Task brief:
Lines before the one containing "Each instance of the **bare" are excluded. Repeat that line and every line after it, exactly.

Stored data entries
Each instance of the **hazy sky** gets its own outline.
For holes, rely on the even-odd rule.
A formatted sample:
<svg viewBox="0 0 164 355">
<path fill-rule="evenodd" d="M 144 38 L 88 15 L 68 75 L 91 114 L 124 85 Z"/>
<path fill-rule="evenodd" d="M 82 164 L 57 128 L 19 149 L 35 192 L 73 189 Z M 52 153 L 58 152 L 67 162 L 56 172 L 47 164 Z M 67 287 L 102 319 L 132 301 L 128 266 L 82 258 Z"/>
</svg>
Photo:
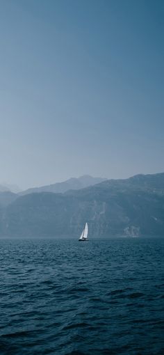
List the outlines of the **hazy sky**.
<svg viewBox="0 0 164 355">
<path fill-rule="evenodd" d="M 163 0 L 0 0 L 0 182 L 164 171 Z"/>
</svg>

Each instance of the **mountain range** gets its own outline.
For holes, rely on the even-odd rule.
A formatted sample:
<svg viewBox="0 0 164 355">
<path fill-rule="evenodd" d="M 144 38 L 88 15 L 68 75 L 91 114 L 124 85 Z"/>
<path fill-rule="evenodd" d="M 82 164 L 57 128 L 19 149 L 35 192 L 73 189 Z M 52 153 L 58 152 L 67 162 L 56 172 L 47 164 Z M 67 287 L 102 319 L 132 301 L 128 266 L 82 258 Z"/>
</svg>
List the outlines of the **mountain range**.
<svg viewBox="0 0 164 355">
<path fill-rule="evenodd" d="M 1 237 L 78 238 L 85 221 L 90 238 L 164 236 L 164 173 L 106 180 L 58 194 L 0 194 Z"/>
<path fill-rule="evenodd" d="M 105 181 L 106 178 L 92 178 L 89 175 L 84 175 L 80 178 L 71 178 L 63 182 L 56 182 L 51 185 L 42 186 L 40 187 L 33 187 L 28 189 L 19 193 L 20 196 L 27 195 L 33 192 L 53 192 L 53 193 L 63 193 L 67 190 L 79 190 L 99 184 Z"/>
</svg>

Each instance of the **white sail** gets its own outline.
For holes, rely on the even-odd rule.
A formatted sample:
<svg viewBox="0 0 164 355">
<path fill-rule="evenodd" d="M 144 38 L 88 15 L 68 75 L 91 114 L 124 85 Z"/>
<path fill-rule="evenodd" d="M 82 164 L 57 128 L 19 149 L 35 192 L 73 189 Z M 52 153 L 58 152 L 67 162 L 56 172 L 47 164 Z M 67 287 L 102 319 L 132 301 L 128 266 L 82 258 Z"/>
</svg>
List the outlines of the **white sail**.
<svg viewBox="0 0 164 355">
<path fill-rule="evenodd" d="M 88 232 L 88 223 L 86 223 L 79 240 L 87 240 Z"/>
<path fill-rule="evenodd" d="M 85 239 L 88 237 L 88 223 L 85 223 L 83 237 Z"/>
</svg>

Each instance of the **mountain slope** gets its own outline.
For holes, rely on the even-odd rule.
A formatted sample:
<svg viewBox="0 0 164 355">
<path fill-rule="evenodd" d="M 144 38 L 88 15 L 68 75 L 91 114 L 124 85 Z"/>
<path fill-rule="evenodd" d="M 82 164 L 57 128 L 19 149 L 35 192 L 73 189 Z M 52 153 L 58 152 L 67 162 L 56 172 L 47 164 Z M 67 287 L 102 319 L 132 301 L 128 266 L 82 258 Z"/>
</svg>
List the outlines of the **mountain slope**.
<svg viewBox="0 0 164 355">
<path fill-rule="evenodd" d="M 53 192 L 55 194 L 64 193 L 68 190 L 79 190 L 88 186 L 99 184 L 106 179 L 102 178 L 92 178 L 90 175 L 83 175 L 80 178 L 71 178 L 63 182 L 57 182 L 51 185 L 33 187 L 22 191 L 19 195 L 27 195 L 33 192 Z"/>
<path fill-rule="evenodd" d="M 88 222 L 92 237 L 164 235 L 164 174 L 108 180 L 65 194 L 42 192 L 10 204 L 3 233 L 78 237 Z"/>
</svg>

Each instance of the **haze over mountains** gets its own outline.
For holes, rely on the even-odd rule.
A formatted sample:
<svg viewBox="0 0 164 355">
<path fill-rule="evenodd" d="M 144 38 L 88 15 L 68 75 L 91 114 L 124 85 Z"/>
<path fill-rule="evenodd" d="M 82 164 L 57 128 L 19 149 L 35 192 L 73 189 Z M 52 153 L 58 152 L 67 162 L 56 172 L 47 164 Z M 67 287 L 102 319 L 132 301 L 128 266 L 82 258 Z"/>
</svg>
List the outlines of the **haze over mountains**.
<svg viewBox="0 0 164 355">
<path fill-rule="evenodd" d="M 63 193 L 67 190 L 79 190 L 88 186 L 99 184 L 107 179 L 102 178 L 92 178 L 89 175 L 84 175 L 80 178 L 71 178 L 70 179 L 50 185 L 42 186 L 40 187 L 33 187 L 22 191 L 19 195 L 26 195 L 33 192 L 54 192 Z"/>
<path fill-rule="evenodd" d="M 85 221 L 92 238 L 164 236 L 164 173 L 105 180 L 64 193 L 0 193 L 1 237 L 78 237 Z"/>
</svg>

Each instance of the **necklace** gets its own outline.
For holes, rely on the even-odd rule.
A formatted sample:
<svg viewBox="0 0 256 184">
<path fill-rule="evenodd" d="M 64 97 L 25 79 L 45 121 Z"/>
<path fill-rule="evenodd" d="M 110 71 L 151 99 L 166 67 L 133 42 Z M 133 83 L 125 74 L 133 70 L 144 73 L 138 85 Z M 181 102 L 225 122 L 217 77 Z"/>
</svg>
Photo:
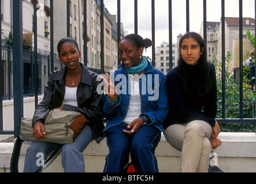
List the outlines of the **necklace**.
<svg viewBox="0 0 256 184">
<path fill-rule="evenodd" d="M 74 82 L 76 80 L 76 79 L 77 79 L 79 77 L 77 78 L 76 79 L 75 79 L 74 80 L 73 80 L 71 77 L 69 76 L 69 75 L 68 74 L 68 73 L 66 73 L 66 75 L 68 75 L 68 76 L 69 77 L 69 79 L 71 79 L 71 80 L 72 81 L 72 86 L 75 85 L 75 83 Z"/>
</svg>

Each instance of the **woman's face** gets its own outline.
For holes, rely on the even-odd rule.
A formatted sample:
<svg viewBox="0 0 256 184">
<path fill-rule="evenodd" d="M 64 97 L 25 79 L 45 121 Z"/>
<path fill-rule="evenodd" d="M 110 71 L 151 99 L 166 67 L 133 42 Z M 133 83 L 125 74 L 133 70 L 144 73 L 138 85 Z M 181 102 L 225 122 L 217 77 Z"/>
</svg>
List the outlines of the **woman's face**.
<svg viewBox="0 0 256 184">
<path fill-rule="evenodd" d="M 60 47 L 59 59 L 61 62 L 70 70 L 76 69 L 79 66 L 81 52 L 70 42 L 63 43 Z"/>
<path fill-rule="evenodd" d="M 142 55 L 143 47 L 137 49 L 137 47 L 131 41 L 126 39 L 120 41 L 118 51 L 119 59 L 127 68 L 140 64 L 142 60 L 140 56 Z"/>
<path fill-rule="evenodd" d="M 201 51 L 197 41 L 192 37 L 189 37 L 183 40 L 180 51 L 182 58 L 187 64 L 195 65 L 198 63 L 200 56 L 203 52 L 203 48 Z"/>
</svg>

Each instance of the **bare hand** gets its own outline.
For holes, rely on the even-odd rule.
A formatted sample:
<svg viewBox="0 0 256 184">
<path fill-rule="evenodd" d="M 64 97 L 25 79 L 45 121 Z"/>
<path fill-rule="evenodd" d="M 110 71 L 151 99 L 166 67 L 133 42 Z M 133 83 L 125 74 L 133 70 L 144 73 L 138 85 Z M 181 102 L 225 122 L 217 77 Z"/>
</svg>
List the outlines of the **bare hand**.
<svg viewBox="0 0 256 184">
<path fill-rule="evenodd" d="M 213 127 L 213 132 L 212 133 L 212 137 L 213 138 L 216 138 L 218 137 L 218 134 L 221 132 L 218 122 L 217 122 L 217 121 L 215 121 L 215 126 Z"/>
<path fill-rule="evenodd" d="M 210 141 L 212 144 L 212 147 L 213 150 L 215 150 L 218 146 L 221 144 L 222 141 L 220 139 L 218 138 L 213 138 L 211 137 L 209 139 Z"/>
<path fill-rule="evenodd" d="M 42 122 L 40 121 L 35 122 L 33 128 L 33 135 L 37 140 L 46 137 L 44 126 Z"/>
<path fill-rule="evenodd" d="M 109 97 L 113 97 L 117 95 L 117 93 L 116 91 L 116 88 L 114 86 L 114 85 L 112 82 L 112 80 L 110 79 L 110 76 L 109 74 L 106 73 L 106 75 L 107 77 L 107 80 L 101 75 L 99 75 L 99 77 L 103 79 L 106 85 L 105 89 L 104 89 L 106 94 L 108 95 Z"/>
<path fill-rule="evenodd" d="M 123 130 L 123 132 L 128 135 L 132 135 L 139 130 L 139 129 L 142 126 L 144 120 L 142 118 L 136 118 L 127 126 L 127 128 L 128 129 L 132 129 L 131 131 Z"/>
<path fill-rule="evenodd" d="M 55 109 L 61 109 L 61 110 L 62 110 L 62 109 L 63 109 L 63 106 L 61 106 L 60 107 L 58 107 L 58 108 L 56 108 Z"/>
</svg>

Response below:
Each instance of the **bare hand** gets its own outline.
For holes, rely on the even-odd rule.
A formatted sample:
<svg viewBox="0 0 256 184">
<path fill-rule="evenodd" d="M 64 97 L 25 79 L 45 121 Z"/>
<path fill-rule="evenodd" d="M 110 71 L 151 99 L 166 67 L 133 42 Z M 133 83 L 125 74 L 133 70 L 144 73 L 138 85 Z M 181 102 L 225 122 L 217 77 Z"/>
</svg>
List the outlines of the **bare hand**.
<svg viewBox="0 0 256 184">
<path fill-rule="evenodd" d="M 213 127 L 213 132 L 212 133 L 212 137 L 213 138 L 216 138 L 218 137 L 218 134 L 221 132 L 218 122 L 217 122 L 217 121 L 215 121 L 215 126 Z"/>
<path fill-rule="evenodd" d="M 210 141 L 212 144 L 212 147 L 213 150 L 215 150 L 218 146 L 221 144 L 222 141 L 220 139 L 218 138 L 213 138 L 211 137 L 209 139 Z"/>
<path fill-rule="evenodd" d="M 42 122 L 40 121 L 35 122 L 33 128 L 33 135 L 37 140 L 46 137 L 44 126 Z"/>
<path fill-rule="evenodd" d="M 109 97 L 113 97 L 117 95 L 117 93 L 116 91 L 116 88 L 114 86 L 114 85 L 112 82 L 112 80 L 110 79 L 110 76 L 109 74 L 106 73 L 106 75 L 107 77 L 107 80 L 101 75 L 99 75 L 99 77 L 103 79 L 106 85 L 105 89 L 104 89 L 106 94 L 108 95 Z"/>
<path fill-rule="evenodd" d="M 123 130 L 123 132 L 128 135 L 132 135 L 139 130 L 139 129 L 142 126 L 144 120 L 142 118 L 136 118 L 127 126 L 127 128 L 128 129 L 132 129 L 131 131 Z"/>
<path fill-rule="evenodd" d="M 55 109 L 61 109 L 61 110 L 62 110 L 62 109 L 63 109 L 63 106 L 61 106 L 60 107 L 58 107 L 58 108 L 56 108 Z"/>
</svg>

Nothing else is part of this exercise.